Count the lines in the entries below that contain the string "baseboard", treating case as significant. Reply with only the number.

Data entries
━━━━━━━━━━━━━━━━━━━━━━━━━━━━━━
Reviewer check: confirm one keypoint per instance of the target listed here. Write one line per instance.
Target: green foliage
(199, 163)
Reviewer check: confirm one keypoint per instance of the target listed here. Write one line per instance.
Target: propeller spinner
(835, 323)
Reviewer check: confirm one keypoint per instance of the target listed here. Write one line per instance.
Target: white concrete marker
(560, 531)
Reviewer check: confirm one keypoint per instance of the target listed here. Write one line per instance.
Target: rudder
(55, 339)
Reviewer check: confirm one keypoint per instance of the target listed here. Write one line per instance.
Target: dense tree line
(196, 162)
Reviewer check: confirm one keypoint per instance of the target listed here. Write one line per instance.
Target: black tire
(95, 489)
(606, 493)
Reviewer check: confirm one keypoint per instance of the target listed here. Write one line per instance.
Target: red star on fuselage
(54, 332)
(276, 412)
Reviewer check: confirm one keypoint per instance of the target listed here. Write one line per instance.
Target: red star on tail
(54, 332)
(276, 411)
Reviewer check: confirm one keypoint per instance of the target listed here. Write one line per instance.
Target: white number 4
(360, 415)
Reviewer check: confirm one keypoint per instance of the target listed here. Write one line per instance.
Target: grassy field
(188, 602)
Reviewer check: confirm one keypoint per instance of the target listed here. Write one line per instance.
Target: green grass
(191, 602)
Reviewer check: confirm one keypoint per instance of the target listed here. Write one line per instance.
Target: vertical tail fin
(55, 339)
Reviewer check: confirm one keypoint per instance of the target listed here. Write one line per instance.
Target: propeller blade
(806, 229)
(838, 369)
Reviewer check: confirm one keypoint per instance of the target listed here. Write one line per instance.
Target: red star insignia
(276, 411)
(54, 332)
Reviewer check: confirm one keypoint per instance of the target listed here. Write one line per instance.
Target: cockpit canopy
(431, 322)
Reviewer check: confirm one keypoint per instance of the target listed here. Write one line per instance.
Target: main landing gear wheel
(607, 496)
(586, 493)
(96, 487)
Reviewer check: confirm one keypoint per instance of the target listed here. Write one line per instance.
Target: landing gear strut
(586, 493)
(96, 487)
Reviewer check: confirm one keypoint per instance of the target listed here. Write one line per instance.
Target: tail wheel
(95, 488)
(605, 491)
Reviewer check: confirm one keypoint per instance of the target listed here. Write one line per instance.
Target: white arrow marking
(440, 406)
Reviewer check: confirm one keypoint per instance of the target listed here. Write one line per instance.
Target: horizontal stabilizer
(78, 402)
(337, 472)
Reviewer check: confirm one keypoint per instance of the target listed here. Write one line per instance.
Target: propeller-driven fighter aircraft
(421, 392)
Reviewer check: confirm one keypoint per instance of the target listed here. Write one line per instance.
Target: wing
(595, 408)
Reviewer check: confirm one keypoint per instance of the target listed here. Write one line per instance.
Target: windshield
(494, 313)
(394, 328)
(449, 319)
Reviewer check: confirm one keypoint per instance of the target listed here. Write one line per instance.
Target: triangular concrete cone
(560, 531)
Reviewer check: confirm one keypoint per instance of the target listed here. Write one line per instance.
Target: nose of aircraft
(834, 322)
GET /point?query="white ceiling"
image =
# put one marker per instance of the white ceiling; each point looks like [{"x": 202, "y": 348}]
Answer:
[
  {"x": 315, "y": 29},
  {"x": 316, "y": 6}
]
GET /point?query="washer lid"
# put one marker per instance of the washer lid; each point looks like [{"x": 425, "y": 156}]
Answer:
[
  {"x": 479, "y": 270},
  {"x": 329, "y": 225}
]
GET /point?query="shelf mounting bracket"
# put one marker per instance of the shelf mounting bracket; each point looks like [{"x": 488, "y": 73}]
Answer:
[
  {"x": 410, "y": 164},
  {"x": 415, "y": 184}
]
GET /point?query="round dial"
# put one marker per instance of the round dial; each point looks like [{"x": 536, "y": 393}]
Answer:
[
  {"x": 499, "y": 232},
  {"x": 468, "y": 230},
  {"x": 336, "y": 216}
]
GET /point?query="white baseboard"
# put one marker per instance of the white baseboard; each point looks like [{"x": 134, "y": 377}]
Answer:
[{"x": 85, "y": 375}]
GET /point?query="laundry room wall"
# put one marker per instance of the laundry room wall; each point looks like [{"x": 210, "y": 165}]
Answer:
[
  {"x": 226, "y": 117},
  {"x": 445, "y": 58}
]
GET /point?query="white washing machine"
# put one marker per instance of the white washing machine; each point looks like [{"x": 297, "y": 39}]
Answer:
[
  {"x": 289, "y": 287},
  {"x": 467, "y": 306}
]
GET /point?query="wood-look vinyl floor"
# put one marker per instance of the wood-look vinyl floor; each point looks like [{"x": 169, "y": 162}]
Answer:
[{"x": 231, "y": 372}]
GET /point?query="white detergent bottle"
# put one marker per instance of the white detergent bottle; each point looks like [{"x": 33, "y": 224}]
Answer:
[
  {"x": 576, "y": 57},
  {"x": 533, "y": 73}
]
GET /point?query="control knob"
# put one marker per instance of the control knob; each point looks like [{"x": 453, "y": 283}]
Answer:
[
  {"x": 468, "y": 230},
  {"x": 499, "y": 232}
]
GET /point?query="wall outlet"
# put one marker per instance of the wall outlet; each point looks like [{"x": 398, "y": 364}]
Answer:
━━━━━━━━━━━━━━━━━━━━━━━━━━━━━━
Task result: 2